↓↓↓

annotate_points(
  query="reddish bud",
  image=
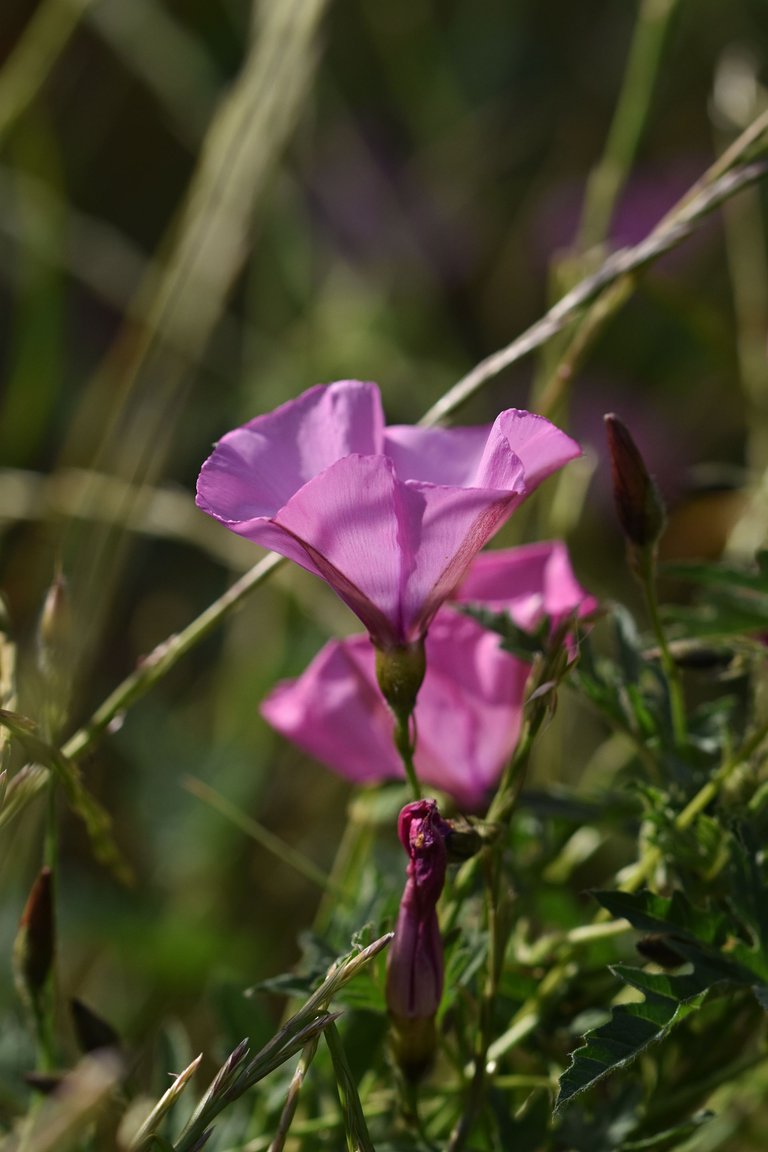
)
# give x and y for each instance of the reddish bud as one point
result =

↑↑↑

Reproduce every line of the items above verbatim, leaving the picture out of your copy.

annotate_points(
  query="reddish bud",
  image=
)
# give x and y for each instance of the reddish bud as one point
result =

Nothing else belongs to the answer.